RECORDS PROVIDED:
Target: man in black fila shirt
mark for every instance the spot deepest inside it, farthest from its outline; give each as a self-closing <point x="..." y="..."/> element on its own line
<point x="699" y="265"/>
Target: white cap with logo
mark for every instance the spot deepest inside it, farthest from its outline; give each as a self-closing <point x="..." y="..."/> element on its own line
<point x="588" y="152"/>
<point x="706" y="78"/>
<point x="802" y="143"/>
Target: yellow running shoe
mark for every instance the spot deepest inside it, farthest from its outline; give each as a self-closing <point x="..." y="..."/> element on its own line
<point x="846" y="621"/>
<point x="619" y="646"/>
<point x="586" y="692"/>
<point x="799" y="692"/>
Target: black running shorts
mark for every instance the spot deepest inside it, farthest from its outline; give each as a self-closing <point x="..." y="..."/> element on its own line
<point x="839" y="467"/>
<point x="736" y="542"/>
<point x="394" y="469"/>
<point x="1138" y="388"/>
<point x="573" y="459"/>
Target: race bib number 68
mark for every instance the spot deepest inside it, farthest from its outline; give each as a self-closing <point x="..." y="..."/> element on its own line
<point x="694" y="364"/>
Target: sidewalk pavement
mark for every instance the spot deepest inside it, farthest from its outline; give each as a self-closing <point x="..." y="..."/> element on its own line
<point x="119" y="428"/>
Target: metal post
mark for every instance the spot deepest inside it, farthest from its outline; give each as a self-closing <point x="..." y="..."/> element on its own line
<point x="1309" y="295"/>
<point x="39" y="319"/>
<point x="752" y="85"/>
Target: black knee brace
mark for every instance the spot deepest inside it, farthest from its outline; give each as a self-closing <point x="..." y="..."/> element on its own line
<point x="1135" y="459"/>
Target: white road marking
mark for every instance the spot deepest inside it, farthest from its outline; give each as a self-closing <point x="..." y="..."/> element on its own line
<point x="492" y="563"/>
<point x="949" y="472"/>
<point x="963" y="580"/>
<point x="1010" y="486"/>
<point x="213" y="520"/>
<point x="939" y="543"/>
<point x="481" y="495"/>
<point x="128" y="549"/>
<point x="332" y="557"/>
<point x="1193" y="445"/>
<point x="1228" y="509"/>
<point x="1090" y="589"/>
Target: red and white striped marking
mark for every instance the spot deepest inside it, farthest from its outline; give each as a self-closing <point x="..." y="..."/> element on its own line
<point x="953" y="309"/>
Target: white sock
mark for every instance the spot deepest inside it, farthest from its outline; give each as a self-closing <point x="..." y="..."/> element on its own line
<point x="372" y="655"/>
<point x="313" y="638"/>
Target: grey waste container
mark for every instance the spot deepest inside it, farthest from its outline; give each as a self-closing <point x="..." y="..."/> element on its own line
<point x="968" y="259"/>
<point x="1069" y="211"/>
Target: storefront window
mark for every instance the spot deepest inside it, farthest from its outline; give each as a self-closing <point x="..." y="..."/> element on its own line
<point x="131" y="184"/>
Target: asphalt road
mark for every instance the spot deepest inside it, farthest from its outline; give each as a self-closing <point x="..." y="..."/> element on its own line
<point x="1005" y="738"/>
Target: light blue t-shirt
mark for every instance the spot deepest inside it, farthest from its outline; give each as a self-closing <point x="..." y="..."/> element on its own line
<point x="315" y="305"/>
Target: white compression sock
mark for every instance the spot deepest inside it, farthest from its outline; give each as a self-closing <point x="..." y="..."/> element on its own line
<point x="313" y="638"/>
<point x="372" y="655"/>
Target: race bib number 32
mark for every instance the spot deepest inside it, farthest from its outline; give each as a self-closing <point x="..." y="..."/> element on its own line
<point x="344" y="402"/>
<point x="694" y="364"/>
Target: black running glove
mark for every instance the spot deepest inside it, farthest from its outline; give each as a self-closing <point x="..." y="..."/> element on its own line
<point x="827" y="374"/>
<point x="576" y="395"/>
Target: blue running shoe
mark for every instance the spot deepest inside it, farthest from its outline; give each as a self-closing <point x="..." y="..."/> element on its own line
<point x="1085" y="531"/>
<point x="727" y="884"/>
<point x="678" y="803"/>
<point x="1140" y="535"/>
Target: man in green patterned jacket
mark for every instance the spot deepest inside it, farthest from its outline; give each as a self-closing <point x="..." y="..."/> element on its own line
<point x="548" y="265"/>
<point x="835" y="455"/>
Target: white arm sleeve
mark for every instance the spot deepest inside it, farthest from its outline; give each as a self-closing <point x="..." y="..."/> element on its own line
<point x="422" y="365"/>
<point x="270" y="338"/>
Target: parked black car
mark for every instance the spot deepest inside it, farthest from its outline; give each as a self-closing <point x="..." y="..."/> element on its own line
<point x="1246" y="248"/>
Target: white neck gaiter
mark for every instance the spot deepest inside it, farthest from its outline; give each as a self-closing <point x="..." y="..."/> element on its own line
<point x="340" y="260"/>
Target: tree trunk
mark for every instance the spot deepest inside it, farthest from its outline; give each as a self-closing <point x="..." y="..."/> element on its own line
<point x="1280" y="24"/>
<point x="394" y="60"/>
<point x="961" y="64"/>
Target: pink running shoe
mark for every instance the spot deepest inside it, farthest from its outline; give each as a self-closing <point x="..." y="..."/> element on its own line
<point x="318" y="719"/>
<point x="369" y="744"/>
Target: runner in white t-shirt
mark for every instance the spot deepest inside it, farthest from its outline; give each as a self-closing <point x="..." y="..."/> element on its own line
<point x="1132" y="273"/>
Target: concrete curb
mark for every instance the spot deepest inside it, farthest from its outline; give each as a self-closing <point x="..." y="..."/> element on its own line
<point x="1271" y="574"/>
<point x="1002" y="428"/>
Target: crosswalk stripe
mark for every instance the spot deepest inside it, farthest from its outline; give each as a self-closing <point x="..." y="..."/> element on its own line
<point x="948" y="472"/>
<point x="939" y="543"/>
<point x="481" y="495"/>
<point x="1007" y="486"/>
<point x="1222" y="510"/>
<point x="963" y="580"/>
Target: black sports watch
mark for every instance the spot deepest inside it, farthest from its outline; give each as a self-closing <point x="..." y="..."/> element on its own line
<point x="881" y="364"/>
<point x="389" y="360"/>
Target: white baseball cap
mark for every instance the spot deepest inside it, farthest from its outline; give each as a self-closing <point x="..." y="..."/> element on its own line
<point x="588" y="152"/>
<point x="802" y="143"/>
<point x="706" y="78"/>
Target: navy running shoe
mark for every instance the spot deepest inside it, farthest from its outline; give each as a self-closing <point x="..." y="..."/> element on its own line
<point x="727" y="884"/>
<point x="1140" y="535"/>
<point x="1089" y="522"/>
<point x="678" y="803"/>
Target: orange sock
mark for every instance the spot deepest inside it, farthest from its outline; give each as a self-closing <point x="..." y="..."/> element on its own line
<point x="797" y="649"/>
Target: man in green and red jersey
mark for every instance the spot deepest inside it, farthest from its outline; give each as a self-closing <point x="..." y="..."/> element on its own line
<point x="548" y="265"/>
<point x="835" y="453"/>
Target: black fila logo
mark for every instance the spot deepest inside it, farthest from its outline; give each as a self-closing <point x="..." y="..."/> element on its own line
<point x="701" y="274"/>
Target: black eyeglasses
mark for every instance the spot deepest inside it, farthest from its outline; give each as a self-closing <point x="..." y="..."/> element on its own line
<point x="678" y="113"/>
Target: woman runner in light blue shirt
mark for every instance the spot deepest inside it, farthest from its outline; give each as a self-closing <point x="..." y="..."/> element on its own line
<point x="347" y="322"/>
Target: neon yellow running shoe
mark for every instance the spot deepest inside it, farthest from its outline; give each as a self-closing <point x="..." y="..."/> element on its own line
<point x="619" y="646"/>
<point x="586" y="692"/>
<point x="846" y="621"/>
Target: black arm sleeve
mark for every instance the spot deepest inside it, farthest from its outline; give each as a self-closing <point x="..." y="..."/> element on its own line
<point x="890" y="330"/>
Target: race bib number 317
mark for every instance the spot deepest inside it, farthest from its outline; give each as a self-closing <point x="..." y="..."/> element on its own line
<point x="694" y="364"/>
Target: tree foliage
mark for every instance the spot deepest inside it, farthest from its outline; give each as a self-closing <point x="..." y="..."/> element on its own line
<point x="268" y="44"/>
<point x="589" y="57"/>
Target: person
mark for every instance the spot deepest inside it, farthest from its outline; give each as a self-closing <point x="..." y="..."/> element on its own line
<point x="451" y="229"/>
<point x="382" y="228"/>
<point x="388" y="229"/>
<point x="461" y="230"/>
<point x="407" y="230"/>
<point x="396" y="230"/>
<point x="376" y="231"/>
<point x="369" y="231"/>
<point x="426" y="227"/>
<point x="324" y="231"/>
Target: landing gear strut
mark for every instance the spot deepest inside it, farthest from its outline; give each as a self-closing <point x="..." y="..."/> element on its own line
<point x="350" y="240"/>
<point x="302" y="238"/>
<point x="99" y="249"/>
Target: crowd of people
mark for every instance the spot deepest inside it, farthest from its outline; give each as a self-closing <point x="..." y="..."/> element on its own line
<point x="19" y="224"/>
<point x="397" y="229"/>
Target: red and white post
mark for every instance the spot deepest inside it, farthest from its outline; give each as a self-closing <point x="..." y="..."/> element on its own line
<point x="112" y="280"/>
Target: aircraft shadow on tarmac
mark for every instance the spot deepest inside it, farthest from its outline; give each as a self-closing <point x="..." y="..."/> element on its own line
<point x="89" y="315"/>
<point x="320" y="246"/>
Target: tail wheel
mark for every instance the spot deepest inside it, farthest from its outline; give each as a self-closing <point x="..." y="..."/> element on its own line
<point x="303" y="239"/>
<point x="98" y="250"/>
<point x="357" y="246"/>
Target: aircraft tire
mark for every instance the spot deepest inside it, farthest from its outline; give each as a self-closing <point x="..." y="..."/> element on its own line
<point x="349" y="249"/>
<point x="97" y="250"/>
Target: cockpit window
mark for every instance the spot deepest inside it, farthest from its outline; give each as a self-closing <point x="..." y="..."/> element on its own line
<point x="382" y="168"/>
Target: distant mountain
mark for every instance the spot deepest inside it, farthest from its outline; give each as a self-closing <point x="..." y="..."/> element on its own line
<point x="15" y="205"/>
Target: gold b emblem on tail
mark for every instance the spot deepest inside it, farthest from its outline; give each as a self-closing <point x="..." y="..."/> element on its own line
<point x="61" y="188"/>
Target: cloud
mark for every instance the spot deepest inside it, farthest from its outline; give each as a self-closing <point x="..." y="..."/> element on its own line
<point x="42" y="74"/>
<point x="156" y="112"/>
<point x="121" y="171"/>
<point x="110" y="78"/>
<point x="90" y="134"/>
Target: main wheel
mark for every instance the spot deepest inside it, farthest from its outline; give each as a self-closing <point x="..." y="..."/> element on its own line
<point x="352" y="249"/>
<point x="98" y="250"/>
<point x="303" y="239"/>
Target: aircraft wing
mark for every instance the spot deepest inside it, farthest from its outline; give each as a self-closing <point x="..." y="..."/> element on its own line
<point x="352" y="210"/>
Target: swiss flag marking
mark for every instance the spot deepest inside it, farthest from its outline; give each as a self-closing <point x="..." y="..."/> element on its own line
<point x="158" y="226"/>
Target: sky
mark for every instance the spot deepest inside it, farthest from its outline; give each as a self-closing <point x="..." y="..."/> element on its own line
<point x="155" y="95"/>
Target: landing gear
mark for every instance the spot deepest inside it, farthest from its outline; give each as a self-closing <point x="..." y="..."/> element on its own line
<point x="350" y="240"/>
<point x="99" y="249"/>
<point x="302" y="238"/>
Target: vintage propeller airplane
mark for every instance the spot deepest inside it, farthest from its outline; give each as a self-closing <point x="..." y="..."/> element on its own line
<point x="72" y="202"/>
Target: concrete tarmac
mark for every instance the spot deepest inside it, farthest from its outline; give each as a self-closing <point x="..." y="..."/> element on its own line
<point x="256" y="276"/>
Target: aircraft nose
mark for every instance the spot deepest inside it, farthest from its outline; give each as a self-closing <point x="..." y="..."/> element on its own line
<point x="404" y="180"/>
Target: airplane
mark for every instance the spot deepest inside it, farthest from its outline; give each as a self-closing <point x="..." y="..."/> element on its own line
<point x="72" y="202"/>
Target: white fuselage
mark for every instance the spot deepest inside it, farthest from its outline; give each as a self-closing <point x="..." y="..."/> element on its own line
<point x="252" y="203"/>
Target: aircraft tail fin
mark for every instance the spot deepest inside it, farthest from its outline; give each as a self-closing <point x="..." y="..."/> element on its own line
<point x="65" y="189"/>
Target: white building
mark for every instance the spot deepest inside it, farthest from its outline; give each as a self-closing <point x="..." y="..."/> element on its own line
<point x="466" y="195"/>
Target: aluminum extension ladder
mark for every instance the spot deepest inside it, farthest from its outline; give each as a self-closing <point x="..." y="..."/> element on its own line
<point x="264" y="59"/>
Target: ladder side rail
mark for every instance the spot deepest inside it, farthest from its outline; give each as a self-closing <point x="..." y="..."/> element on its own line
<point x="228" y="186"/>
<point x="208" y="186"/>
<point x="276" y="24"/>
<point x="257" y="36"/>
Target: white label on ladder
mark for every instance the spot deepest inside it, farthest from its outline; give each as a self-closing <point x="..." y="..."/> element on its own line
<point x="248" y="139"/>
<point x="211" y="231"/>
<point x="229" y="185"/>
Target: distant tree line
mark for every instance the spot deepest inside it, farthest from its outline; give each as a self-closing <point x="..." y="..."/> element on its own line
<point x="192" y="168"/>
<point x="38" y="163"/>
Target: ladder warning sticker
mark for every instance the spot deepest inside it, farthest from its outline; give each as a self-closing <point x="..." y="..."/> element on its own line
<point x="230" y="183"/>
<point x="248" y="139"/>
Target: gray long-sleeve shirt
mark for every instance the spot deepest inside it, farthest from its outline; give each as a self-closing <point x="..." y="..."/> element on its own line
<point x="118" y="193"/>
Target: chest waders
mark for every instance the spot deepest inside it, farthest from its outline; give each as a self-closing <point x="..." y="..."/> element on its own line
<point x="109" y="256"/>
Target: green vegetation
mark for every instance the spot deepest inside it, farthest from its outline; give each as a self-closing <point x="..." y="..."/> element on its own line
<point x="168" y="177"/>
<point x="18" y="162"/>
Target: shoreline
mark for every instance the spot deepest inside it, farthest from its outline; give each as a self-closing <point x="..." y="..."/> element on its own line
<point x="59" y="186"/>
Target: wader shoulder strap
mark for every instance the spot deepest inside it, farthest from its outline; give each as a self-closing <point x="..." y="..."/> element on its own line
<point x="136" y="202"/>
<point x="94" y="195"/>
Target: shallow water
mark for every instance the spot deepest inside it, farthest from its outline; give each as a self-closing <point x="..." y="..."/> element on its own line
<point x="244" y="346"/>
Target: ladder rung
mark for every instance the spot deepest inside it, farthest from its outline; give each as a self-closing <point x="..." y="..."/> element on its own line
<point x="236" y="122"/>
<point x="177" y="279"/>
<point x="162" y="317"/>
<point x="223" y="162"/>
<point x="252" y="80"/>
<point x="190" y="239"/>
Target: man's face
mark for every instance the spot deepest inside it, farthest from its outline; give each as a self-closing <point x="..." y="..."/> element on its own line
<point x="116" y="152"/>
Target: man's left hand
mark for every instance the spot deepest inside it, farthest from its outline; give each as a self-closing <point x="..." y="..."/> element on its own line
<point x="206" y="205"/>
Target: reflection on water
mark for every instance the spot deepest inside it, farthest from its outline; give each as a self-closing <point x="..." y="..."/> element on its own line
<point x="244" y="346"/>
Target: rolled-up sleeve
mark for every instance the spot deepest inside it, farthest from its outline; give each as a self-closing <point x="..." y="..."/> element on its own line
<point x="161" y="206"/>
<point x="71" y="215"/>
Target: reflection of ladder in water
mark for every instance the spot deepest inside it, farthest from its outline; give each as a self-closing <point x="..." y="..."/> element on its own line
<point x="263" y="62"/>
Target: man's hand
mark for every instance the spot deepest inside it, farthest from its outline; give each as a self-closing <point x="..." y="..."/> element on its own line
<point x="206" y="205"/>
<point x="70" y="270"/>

WHAT THE TASK REQUIRES:
Everything from the line with "Target: rolled-up sleeve" to the end of the listing above needs to be duplicated exactly, both end lines included, with nothing more.

OUTPUT FOR THIS EXERCISE:
Target: rolled-up sleeve
mark for every instance the spot deepest inside it, farthest from its outline; give each as a self-closing <point x="..." y="..."/> element on its own line
<point x="161" y="206"/>
<point x="71" y="215"/>
Target: reflection of ladder in water
mark for every instance the spot deepest inside it, farthest from its outline; give each as a self-closing <point x="..." y="..."/> element on its own line
<point x="263" y="62"/>
Target: man's hand
mark for every instance the spot deepest inside it, farthest from its outline; give each as a self-closing <point x="..." y="..."/> element on its own line
<point x="206" y="205"/>
<point x="70" y="270"/>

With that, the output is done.